What you need to do ::
Collect every line in the records below that contains the string "JSON", and copy each one in full.

Provided data ::
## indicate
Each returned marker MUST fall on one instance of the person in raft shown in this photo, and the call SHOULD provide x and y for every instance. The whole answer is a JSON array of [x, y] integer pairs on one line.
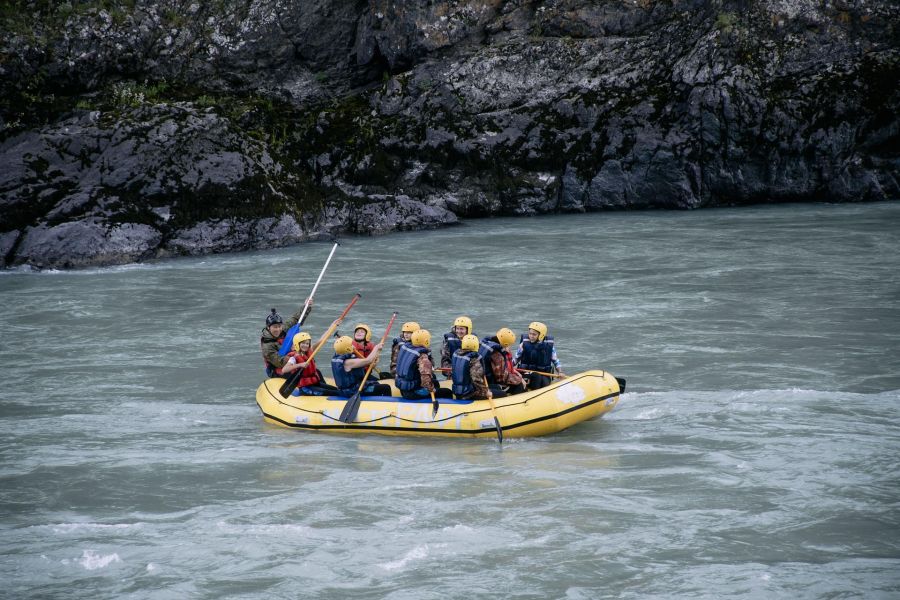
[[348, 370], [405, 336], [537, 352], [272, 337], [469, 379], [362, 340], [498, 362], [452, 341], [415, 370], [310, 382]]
==
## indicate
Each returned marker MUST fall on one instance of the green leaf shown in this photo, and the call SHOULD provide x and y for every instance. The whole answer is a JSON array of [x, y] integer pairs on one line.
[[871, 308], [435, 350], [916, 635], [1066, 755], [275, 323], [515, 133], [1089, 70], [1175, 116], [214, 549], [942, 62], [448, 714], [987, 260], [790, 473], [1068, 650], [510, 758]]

Task response ::
Each returned marker MUST fall on one instance of the person in raft shown in this photo, and the call SHOULD provide x and y for every instance. The whole answer is a JSON array of [x, y] integer pairs on one line.
Each returned marker MUST fall on one instance of the green leaf shown in this photo, and the call SHOULD provide x and y for every instance. The whole answer is a JSON array of [x, y] integer pairs on one line.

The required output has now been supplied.